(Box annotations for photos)
- - - - -

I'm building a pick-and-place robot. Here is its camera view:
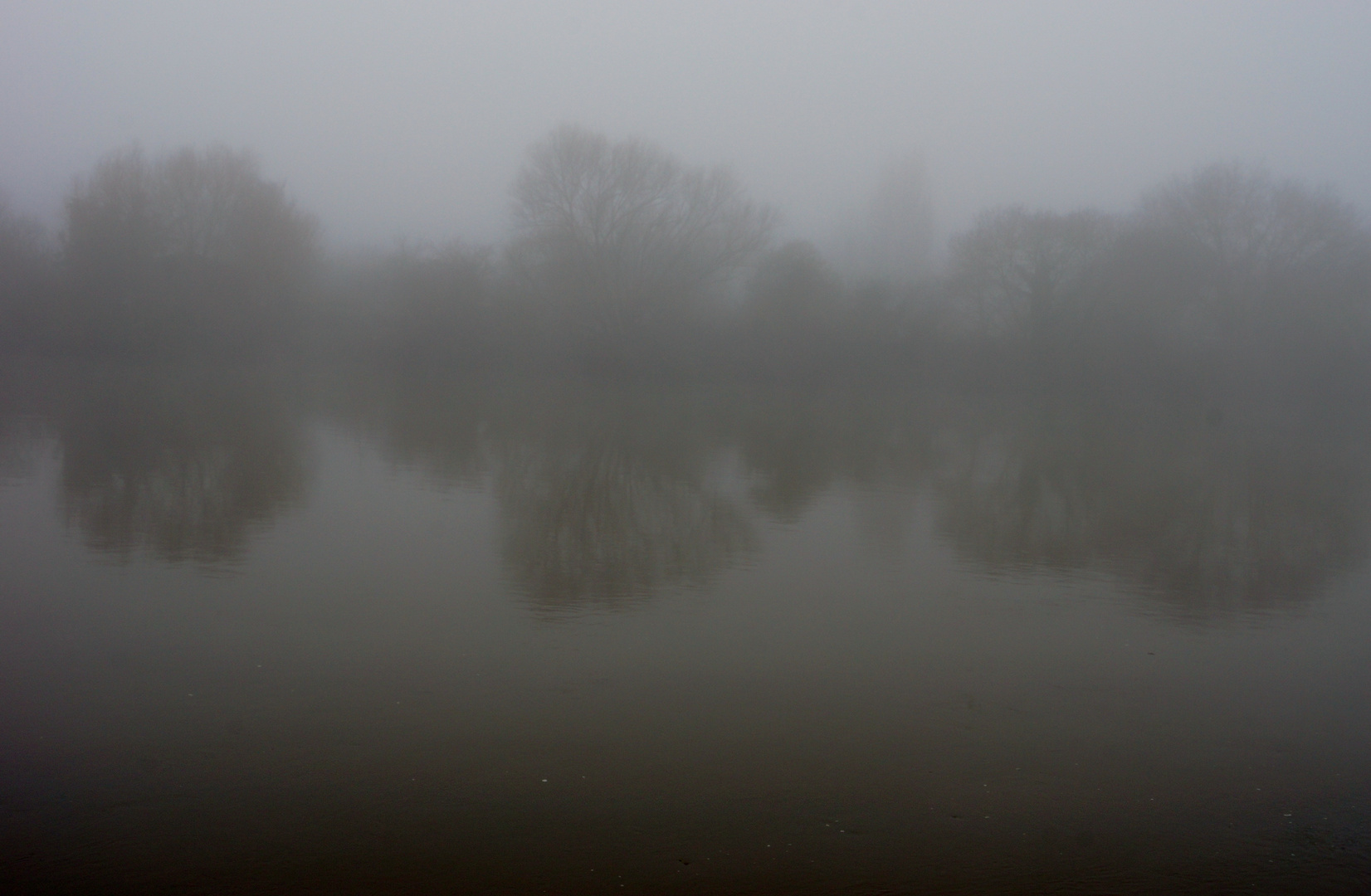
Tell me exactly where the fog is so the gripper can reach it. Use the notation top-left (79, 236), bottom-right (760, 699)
top-left (0, 0), bottom-right (1371, 254)
top-left (0, 8), bottom-right (1371, 896)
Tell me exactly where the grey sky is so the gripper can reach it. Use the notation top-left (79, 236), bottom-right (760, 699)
top-left (0, 0), bottom-right (1371, 251)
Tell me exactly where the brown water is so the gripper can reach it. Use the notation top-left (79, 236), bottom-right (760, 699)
top-left (0, 368), bottom-right (1371, 894)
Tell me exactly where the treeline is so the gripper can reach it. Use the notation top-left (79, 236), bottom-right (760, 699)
top-left (0, 126), bottom-right (1371, 395)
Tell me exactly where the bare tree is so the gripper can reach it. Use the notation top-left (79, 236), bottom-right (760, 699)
top-left (511, 124), bottom-right (773, 336)
top-left (63, 147), bottom-right (317, 286)
top-left (951, 206), bottom-right (1116, 336)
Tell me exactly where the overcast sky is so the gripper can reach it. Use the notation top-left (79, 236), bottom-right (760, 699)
top-left (0, 0), bottom-right (1371, 246)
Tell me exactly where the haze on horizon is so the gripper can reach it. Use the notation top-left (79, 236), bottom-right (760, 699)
top-left (0, 0), bottom-right (1371, 260)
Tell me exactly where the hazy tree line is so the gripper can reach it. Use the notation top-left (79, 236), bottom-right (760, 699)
top-left (0, 126), bottom-right (1371, 392)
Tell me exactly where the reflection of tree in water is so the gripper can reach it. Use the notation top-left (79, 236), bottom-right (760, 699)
top-left (939, 415), bottom-right (1367, 614)
top-left (59, 370), bottom-right (305, 564)
top-left (496, 402), bottom-right (755, 612)
top-left (734, 392), bottom-right (932, 526)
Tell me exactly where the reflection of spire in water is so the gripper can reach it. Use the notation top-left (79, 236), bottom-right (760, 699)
top-left (498, 444), bottom-right (755, 612)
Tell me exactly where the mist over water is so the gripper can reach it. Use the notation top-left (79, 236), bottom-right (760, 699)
top-left (0, 2), bottom-right (1371, 894)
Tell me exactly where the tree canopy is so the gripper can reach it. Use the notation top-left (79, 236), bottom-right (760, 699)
top-left (511, 124), bottom-right (773, 334)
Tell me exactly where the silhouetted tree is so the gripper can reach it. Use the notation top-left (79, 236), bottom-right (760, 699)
top-left (950, 206), bottom-right (1116, 337)
top-left (511, 126), bottom-right (773, 348)
top-left (63, 147), bottom-right (317, 343)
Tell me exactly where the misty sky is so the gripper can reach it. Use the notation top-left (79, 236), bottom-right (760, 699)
top-left (0, 0), bottom-right (1371, 251)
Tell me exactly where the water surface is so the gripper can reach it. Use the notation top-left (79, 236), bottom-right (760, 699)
top-left (0, 368), bottom-right (1371, 894)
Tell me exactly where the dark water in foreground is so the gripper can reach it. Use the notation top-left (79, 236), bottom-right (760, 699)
top-left (0, 361), bottom-right (1371, 894)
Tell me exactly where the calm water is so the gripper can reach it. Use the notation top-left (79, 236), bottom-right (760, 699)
top-left (0, 368), bottom-right (1371, 894)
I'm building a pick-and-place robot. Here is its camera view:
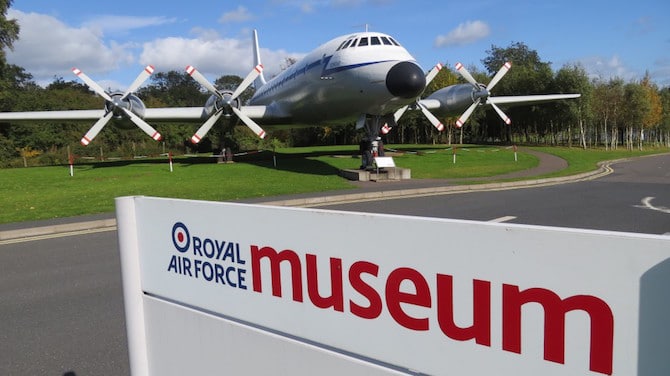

- - - - -

### Problem to solve
Recast the part of the listing above that opens with the line containing "Tell me exactly where the brown" and closes with the line containing "top-left (0, 126), bottom-right (1371, 395)" as a Markdown table. Use two columns, Row (a running number) and Line (the line itself), and skip any blank lines.

### The response
| Row | Line |
|---|---|
| 1 | Tell me exactly where the brown water is so the gripper can reach it. Use the notation top-left (79, 236), bottom-right (760, 699) |
| 2 | top-left (0, 368), bottom-right (1371, 894) |
| 3 | Tell me exactly where the treeline is so the gripper can reach it. Use the notation top-left (79, 236), bottom-right (760, 699) |
| 4 | top-left (0, 126), bottom-right (1371, 395) |